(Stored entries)
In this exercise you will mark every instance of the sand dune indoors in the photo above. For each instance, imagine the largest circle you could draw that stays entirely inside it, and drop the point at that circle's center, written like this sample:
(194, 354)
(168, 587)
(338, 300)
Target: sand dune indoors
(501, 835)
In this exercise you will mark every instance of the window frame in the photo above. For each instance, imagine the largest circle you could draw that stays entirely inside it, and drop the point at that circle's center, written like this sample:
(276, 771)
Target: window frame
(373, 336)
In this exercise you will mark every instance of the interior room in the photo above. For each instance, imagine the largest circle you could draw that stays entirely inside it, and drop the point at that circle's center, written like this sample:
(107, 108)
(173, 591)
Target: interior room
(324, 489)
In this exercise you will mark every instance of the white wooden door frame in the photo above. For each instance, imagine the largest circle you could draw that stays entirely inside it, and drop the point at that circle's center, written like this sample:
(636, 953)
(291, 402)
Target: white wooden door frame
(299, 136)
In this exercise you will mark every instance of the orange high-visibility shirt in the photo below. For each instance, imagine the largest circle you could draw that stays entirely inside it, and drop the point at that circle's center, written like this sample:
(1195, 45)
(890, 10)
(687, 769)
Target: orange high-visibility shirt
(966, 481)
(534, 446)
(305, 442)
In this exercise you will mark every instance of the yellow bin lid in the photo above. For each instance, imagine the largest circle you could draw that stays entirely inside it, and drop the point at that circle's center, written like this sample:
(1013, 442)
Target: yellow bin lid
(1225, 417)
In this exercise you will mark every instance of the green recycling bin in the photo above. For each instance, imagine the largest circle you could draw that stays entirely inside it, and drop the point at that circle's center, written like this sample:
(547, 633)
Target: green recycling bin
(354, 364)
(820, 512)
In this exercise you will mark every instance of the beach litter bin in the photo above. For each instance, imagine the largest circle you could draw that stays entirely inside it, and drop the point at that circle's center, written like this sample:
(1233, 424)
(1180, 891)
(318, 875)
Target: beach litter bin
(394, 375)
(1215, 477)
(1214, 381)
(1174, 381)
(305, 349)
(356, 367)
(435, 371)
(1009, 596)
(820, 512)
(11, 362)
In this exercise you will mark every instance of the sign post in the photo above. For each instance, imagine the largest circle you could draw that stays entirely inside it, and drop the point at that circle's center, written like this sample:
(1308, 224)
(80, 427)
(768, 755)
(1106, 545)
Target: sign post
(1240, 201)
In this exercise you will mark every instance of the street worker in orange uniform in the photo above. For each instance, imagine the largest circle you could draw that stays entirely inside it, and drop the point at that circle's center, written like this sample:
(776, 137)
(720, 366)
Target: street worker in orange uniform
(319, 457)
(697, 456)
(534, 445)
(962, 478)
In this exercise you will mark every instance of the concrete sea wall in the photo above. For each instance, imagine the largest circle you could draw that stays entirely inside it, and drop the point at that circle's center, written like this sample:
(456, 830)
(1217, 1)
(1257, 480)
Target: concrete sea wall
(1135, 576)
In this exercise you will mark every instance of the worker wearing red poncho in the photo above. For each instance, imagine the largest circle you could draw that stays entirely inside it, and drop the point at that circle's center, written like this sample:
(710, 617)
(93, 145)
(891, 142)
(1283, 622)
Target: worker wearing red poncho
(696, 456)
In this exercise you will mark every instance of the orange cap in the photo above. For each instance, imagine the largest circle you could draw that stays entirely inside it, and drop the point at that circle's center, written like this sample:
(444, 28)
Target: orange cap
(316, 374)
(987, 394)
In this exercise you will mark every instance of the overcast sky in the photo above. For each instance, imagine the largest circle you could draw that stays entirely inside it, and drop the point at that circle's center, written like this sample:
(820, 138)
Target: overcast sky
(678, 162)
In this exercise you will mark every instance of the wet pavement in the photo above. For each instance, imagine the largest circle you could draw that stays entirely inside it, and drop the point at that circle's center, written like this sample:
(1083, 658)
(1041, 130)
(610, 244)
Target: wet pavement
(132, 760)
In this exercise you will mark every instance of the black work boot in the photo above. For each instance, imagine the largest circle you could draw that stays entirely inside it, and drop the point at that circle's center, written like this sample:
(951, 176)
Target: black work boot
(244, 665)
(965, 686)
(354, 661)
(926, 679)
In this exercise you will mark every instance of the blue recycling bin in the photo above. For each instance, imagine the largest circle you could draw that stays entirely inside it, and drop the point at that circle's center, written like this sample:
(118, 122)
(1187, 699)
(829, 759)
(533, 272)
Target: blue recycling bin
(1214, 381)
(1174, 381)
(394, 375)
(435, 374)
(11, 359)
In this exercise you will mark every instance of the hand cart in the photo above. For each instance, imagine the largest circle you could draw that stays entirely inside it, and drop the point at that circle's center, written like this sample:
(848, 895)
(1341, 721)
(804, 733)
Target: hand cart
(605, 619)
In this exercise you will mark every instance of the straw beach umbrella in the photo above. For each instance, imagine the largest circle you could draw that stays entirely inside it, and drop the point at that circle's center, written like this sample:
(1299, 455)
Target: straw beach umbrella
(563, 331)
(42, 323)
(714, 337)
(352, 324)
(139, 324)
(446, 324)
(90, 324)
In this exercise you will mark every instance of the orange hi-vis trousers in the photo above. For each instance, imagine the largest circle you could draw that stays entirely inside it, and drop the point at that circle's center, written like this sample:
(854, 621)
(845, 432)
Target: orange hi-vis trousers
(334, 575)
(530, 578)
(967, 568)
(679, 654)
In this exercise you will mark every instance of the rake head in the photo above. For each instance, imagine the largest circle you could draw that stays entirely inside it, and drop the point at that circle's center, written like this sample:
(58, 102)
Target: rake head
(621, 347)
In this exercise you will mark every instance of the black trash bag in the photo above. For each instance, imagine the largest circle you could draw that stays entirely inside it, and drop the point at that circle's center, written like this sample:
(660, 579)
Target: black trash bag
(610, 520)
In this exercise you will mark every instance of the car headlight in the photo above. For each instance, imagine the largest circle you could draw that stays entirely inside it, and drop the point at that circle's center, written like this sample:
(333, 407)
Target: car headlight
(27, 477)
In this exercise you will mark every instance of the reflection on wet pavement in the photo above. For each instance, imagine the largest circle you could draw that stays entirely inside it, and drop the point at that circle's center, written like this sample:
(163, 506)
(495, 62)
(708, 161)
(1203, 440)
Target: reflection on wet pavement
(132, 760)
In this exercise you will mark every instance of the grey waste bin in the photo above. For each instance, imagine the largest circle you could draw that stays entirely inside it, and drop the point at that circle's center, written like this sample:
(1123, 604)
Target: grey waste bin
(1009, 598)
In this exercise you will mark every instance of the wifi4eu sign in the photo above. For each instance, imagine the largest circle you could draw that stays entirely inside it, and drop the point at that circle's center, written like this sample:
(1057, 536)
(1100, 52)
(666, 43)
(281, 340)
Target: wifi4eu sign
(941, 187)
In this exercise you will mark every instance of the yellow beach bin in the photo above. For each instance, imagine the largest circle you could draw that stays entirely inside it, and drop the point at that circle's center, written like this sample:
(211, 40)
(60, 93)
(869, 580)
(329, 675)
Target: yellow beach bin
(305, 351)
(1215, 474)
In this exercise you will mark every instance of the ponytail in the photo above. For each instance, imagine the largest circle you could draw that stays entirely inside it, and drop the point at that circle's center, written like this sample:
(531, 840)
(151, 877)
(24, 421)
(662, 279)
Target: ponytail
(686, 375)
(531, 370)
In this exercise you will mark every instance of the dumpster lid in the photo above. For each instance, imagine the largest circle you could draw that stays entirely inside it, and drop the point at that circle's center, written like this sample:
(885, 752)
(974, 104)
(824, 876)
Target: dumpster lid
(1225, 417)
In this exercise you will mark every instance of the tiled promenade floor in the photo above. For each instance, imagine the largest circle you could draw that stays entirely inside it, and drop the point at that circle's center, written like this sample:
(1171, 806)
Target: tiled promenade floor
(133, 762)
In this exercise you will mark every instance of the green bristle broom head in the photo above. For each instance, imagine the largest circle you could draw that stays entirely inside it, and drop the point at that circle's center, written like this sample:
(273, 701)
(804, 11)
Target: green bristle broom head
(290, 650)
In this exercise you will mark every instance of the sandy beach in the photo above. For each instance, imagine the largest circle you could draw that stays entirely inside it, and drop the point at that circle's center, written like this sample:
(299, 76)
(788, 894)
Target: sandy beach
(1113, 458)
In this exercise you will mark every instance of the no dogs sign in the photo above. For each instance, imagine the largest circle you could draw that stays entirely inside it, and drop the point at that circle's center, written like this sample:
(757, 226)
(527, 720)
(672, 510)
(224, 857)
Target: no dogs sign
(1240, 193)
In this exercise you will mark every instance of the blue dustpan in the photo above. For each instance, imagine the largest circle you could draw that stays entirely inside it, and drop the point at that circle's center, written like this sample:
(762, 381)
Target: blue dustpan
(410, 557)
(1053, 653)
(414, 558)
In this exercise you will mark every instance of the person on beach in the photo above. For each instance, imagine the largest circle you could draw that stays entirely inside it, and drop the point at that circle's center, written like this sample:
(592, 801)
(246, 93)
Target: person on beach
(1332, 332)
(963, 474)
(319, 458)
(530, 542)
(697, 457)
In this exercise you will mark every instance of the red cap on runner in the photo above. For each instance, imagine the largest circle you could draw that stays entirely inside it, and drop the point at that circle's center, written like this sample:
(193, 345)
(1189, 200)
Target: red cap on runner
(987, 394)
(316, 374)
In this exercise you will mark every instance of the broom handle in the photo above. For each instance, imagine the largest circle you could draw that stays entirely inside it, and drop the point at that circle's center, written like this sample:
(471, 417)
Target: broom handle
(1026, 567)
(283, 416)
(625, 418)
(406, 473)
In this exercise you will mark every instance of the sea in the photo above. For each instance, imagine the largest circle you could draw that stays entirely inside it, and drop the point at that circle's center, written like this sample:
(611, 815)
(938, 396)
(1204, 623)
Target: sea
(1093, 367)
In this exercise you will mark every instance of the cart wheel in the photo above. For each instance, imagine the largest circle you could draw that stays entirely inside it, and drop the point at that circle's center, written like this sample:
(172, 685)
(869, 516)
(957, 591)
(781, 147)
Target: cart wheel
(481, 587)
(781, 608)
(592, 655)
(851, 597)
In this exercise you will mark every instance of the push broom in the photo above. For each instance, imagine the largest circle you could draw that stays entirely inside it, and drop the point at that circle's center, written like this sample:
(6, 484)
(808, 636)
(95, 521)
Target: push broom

The request
Copy word for word the part of the entries above that begins with the line containing "the yellow bin" and ends with the line containing "(1240, 201)", including both of those lines.

Right answer
In this exercise you will mark every instance of the yellow bin lid in the photo above. For each instance, imagine the largest circle you could draw that stays entirely inside it, and drop the point at that circle's center, written like this sample:
(1013, 442)
Target: yellow bin lid
(1225, 417)
In this exercise you will mark every instance of the green recycling bin in the photo above. For each instance, imagine the largest circle you could draw that stays entirely inside it, and drop the point at that circle's center, written like this sample:
(547, 633)
Target: green recycling bin
(354, 364)
(820, 512)
In this exercise you will mark every instance of the beach litter bin in the photo above. For each instance, imagine the largest circle you could draw that stays entirely inside it, and drop the point at that circle's center, written like this sample:
(1233, 424)
(1180, 891)
(318, 875)
Target: beach litter bin
(394, 375)
(1215, 477)
(1214, 381)
(1174, 381)
(305, 349)
(356, 367)
(435, 371)
(1009, 596)
(820, 512)
(11, 362)
In this exercise you will mark every instance of the sign post in the photo above. For each instance, imagine the largest circle you could draw that stays entirely inside it, and drop the point at that circle's center, written like this sample:
(1308, 224)
(80, 427)
(768, 755)
(1106, 545)
Target: sign post
(1240, 201)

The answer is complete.